● Data for this exercise:

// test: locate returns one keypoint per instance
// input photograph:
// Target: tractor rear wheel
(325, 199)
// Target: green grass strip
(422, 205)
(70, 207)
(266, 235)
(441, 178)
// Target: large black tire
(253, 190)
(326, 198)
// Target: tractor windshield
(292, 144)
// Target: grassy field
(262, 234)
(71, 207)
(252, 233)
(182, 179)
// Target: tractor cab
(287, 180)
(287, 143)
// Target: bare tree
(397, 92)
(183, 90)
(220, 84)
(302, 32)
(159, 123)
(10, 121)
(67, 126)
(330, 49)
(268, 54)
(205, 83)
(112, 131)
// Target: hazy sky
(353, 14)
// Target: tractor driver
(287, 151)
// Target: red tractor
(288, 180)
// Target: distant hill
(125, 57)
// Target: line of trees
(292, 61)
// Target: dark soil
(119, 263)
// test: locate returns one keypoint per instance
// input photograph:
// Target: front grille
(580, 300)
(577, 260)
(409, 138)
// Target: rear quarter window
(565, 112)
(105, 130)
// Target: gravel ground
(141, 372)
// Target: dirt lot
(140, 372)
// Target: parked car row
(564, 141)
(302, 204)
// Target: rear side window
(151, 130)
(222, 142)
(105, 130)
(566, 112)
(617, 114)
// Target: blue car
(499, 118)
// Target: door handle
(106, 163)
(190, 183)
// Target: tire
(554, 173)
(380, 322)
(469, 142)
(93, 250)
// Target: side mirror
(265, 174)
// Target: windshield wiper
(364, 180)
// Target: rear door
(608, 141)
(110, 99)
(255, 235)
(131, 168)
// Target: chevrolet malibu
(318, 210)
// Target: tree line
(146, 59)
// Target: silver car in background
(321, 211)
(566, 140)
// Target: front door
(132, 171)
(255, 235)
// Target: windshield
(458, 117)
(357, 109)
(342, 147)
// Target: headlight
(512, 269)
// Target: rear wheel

● Work request:
Transcribe the records. Keep every word exactly as it stands.

● Answer to this exercise:
// test: locate returns one keypoint per instance
// input photograph:
// Target: tractor rear wheel
(325, 199)
// Target: green grass strip
(422, 205)
(70, 207)
(266, 235)
(441, 178)
// Target: large black tire
(253, 190)
(326, 198)
// Target: tractor windshield
(292, 144)
// Target: grassy field
(262, 234)
(71, 207)
(252, 233)
(182, 179)
// Target: tractor cab
(287, 180)
(287, 143)
// Target: bare tree
(397, 92)
(183, 90)
(220, 84)
(302, 32)
(159, 123)
(10, 121)
(67, 126)
(330, 49)
(268, 54)
(205, 83)
(112, 131)
// Target: hazy sky
(353, 14)
// Target: tractor driver
(287, 151)
// Target: red tractor
(288, 180)
// Target: distant hill
(125, 57)
// Target: line of trees
(292, 61)
// Target: dark soil
(119, 263)
// test: locate returns one keypoint per instance
// input photograph:
// Target: front grille
(580, 300)
(577, 260)
(409, 138)
// Target: rear quarter window
(565, 112)
(105, 130)
// Target: gravel ground
(141, 372)
// Target: dirt lot
(140, 372)
// Target: parked car row
(564, 141)
(302, 204)
// Target: rear side window
(151, 130)
(222, 142)
(105, 130)
(566, 112)
(617, 114)
// Target: blue car
(499, 118)
// Target: door handle
(106, 163)
(190, 183)
// Target: tire
(554, 173)
(380, 322)
(469, 142)
(93, 250)
// Target: side mirror
(265, 174)
// Target: windshield wiper
(364, 180)
// Target: rear door
(608, 141)
(110, 99)
(255, 235)
(131, 168)
// Target: chevrolet malibu
(318, 210)
// Target: tree line
(146, 59)
// Target: silver car in background
(321, 211)
(566, 140)
// Target: front door
(132, 171)
(255, 235)
// Target: windshield
(458, 117)
(357, 109)
(342, 147)
// Target: headlight
(512, 269)
// Target: rear wheel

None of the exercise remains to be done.